[Position identification records]
···
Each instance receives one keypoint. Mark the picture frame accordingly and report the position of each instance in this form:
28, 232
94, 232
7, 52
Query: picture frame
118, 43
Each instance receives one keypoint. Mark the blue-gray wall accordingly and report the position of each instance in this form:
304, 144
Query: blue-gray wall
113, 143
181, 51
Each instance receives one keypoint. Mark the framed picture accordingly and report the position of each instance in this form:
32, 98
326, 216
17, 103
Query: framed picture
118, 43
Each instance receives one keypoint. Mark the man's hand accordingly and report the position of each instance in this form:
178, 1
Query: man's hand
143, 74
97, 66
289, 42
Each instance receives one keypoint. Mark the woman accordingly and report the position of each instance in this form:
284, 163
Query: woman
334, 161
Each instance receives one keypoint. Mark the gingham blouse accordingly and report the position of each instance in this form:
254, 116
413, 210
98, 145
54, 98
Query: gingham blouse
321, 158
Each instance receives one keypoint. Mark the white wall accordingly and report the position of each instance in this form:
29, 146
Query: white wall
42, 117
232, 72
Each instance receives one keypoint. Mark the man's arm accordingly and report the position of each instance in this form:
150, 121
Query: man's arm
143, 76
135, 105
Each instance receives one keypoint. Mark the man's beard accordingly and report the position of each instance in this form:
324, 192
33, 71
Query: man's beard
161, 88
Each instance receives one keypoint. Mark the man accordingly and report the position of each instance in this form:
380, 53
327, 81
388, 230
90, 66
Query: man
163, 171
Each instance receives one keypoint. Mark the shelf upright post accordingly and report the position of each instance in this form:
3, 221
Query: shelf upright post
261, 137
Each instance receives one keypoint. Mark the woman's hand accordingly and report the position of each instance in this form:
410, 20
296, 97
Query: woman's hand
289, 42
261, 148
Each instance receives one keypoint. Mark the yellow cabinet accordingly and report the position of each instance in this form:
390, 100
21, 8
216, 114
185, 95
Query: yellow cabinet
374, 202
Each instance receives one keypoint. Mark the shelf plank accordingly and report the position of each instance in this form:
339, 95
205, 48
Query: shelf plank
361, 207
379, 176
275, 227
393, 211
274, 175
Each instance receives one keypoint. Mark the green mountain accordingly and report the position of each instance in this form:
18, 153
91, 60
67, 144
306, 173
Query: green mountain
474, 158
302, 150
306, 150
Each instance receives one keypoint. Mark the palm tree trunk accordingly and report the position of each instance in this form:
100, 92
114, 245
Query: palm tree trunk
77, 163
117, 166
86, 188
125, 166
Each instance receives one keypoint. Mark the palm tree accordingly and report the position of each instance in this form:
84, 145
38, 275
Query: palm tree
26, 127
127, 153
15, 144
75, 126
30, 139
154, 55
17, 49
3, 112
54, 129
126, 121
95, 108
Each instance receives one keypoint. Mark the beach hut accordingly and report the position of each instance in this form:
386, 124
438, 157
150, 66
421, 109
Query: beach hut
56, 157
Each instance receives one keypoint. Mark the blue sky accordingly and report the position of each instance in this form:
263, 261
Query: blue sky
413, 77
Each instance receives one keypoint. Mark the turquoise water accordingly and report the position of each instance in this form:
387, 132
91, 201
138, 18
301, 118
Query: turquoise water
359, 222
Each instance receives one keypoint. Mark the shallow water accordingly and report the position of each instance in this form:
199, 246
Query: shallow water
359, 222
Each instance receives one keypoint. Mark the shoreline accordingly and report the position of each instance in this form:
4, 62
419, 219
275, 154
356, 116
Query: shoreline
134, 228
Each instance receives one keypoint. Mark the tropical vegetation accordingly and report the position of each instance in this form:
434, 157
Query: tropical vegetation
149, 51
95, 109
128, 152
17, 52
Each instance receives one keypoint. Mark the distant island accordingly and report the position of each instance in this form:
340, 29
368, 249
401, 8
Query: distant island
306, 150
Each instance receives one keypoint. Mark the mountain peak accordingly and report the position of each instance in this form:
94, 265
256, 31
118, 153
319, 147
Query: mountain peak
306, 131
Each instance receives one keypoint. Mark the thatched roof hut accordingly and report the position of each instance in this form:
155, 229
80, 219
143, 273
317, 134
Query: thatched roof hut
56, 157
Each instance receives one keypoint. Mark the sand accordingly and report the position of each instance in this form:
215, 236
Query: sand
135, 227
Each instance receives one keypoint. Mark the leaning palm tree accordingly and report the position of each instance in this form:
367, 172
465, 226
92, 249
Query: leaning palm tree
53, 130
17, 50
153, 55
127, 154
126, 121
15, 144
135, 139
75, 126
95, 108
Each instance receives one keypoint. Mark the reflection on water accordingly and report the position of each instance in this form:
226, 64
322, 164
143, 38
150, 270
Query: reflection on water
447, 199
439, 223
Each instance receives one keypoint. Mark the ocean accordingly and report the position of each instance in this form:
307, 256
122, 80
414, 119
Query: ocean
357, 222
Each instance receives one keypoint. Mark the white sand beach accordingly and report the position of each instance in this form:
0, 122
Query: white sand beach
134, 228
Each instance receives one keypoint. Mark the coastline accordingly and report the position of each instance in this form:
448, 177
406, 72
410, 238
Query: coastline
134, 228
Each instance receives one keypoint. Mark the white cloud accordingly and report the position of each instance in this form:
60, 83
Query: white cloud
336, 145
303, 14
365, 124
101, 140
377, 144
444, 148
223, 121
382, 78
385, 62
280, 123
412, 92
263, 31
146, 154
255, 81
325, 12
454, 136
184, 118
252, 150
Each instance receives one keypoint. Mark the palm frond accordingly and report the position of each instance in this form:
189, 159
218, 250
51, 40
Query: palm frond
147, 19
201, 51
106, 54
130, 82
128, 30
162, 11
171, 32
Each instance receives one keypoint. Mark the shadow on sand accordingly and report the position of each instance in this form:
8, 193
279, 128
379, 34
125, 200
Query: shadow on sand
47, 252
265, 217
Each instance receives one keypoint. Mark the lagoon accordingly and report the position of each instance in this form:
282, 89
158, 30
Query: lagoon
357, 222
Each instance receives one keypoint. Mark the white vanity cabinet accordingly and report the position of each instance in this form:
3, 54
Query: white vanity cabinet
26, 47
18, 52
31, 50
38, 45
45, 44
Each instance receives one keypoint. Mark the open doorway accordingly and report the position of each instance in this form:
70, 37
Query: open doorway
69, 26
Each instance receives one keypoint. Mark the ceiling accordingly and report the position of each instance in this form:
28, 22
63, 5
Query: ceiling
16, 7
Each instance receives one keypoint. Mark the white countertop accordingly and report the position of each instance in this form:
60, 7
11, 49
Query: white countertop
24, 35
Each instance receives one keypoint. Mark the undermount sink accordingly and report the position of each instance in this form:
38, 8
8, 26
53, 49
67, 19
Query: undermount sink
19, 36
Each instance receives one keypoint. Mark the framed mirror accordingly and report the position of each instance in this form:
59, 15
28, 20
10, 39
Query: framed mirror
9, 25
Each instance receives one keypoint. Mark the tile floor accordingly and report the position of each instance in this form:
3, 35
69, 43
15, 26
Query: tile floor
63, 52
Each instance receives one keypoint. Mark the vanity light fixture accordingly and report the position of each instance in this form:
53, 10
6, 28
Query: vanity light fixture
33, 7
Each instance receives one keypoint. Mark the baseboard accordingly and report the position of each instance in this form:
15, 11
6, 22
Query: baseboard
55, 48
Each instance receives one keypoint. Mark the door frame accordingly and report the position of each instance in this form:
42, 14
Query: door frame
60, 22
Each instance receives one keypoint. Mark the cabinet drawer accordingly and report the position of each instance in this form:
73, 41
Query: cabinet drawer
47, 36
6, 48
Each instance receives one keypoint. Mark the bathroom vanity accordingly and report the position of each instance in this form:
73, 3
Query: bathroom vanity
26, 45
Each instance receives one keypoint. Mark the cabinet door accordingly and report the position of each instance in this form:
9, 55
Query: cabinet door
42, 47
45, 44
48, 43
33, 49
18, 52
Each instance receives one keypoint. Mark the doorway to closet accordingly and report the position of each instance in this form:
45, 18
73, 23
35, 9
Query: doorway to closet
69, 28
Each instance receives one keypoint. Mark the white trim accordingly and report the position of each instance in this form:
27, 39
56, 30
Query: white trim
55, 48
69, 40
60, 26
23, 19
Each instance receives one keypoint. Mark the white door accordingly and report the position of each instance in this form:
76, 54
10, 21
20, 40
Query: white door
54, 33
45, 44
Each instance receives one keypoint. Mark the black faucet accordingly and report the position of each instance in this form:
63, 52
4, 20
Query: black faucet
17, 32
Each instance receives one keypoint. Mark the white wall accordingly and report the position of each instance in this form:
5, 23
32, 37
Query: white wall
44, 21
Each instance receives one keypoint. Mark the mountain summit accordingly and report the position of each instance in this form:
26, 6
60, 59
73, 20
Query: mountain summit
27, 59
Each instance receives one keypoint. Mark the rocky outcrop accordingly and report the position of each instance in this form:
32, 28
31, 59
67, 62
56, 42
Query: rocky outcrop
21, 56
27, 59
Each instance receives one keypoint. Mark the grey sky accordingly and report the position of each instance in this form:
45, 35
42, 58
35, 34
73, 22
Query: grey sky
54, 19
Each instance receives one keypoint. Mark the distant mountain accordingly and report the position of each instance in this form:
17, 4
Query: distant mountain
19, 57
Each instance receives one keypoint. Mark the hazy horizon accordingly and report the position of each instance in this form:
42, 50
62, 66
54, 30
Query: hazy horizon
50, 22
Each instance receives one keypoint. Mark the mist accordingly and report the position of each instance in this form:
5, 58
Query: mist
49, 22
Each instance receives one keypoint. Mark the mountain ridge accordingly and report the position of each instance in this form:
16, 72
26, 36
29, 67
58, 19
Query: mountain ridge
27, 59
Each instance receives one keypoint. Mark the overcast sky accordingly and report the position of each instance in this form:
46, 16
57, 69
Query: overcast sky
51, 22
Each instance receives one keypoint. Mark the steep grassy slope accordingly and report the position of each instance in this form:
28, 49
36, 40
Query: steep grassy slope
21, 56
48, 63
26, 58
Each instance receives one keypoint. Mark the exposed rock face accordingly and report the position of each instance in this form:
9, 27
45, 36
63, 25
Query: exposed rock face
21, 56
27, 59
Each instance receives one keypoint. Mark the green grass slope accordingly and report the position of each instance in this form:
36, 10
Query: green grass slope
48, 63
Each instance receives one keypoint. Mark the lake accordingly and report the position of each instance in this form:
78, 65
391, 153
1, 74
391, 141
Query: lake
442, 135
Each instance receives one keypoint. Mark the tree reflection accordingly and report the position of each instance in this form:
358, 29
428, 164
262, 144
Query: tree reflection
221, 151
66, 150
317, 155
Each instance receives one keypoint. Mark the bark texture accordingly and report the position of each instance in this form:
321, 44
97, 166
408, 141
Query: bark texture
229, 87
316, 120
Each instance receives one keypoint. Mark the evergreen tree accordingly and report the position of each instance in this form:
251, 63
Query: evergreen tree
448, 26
···
> [Set exercise] Print, unchanged, the part of the records that opens with the line containing "Each instance receives one keypoint. Mark the green grass" and runs through the end of the records.

> [Complete output]
Each instance receives one keypoint. Mark the green grass slope accordingly and report the position of each instance in this form:
36, 10
Query: green grass slope
48, 63
Each instance receives one keypoint. Mark the lake accordingly and report the position of each instance in this form:
78, 65
391, 153
1, 74
391, 141
Query: lake
442, 135
Each instance receives one keypoint. Mark the tree reflection accordingly and report the position of each instance in this form:
358, 29
428, 164
262, 144
Query: tree reflection
221, 151
66, 150
317, 155
Each instance receives one keypoint. Mark the bark texture accordingly and report the position of each instance in this form:
321, 44
97, 166
408, 141
Query: bark texture
229, 87
316, 120
Each instance receives one keypoint. Mark the evergreen tree accordingly and report the position of each instance in this form:
251, 63
Query: evergreen tree
448, 26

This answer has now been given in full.